Set task 1: Return the whole SQL article on duplicate records below, word for word.

Passage:

Practical SQL: Selecting One of a Set of Duplicates

SQL
Typography
  • Smaller Small Medium Big Bigger
  • Default Helvetica Segoe Georgia Times

Today's article shows you how to take advantage of DB2 for i to fix an all-too-common problem.

 

Moving from traditional DDS environments to a pure SQL configuration requires some rethinking and sometimes a little re-engineering. One case has to do with duplicate keys. We sometimes end up with databases where we have "almost" duplicate records. That is, the same record (typically, some type of master data) gets written multiple times with nothing different except the timestamp or some other inconsequential field. It doesn't affect our application because when we CHAIN we get the first record of the set and since the meaningful data is the same for all records, we never notice. But then we go to SQL and we need to create a primary key over the file. We create our new DDL-defined table and attempt to copy our data, but the copy fails because of duplicate keys. Today I'll show you an easy way to clean that data up.

(Image point annotation entries)
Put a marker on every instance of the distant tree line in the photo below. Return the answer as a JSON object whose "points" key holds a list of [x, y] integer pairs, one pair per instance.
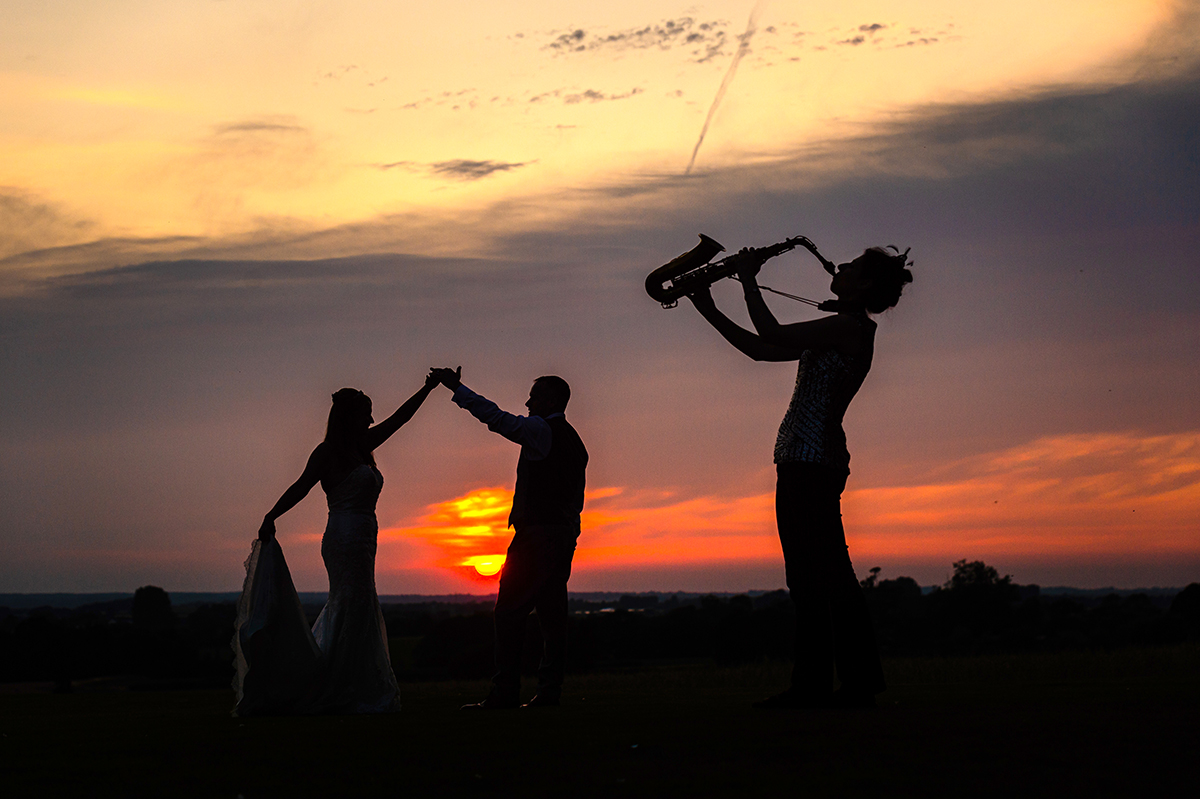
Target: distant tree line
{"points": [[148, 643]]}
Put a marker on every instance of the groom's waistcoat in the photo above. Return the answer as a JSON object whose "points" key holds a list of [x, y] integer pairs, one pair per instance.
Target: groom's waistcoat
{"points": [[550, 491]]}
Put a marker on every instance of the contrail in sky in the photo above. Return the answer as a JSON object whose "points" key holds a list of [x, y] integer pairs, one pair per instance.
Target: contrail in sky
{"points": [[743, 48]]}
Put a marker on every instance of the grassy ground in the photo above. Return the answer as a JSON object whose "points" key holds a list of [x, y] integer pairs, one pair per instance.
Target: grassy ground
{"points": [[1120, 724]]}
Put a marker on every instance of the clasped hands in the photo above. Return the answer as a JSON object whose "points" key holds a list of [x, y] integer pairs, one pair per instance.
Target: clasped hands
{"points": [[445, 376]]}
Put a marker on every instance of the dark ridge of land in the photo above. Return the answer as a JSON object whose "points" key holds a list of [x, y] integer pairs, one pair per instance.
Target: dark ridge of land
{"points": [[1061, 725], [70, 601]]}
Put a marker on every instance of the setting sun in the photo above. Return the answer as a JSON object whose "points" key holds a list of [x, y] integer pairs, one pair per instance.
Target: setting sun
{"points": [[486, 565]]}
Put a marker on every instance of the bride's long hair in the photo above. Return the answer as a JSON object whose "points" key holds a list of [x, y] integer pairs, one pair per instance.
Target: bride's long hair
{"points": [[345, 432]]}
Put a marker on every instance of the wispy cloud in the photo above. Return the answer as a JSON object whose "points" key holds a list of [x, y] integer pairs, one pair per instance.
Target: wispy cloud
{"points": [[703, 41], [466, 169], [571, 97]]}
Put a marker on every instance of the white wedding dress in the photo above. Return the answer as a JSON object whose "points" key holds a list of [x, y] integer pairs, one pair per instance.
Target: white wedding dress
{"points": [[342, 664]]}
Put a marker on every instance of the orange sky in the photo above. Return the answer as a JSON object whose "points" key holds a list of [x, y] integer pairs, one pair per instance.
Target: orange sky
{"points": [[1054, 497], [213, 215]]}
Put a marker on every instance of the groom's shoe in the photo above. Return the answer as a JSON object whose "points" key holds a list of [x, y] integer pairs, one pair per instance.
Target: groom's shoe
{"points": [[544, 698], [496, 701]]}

Set task 2: Retype the entries word for word, from the line holding "Put a marker on every instance of the groom's shoe" through the last line of the entries, both ends included, and nothing else.

Finished answer 1:
Practical SQL: Selecting One of a Set of Duplicates

SQL
Typography
  • Smaller Small Medium Big Bigger
  • Default Helvetica Segoe Georgia Times

Today's article shows you how to take advantage of DB2 for i to fix an all-too-common problem.

 

Moving from traditional DDS environments to a pure SQL configuration requires some rethinking and sometimes a little re-engineering. One case has to do with duplicate keys. We sometimes end up with databases where we have "almost" duplicate records. That is, the same record (typically, some type of master data) gets written multiple times with nothing different except the timestamp or some other inconsequential field. It doesn't affect our application because when we CHAIN we get the first record of the set and since the meaningful data is the same for all records, we never notice. But then we go to SQL and we need to create a primary key over the file. We create our new DDL-defined table and attempt to copy our data, but the copy fails because of duplicate keys. Today I'll show you an easy way to clean that data up.

Finished answer 2:
Put a marker on every instance of the groom's shoe in the photo above. Return the answer as a JSON object whose "points" key holds a list of [x, y] integer pairs, one pair per instance.
Target: groom's shoe
{"points": [[544, 698], [496, 701]]}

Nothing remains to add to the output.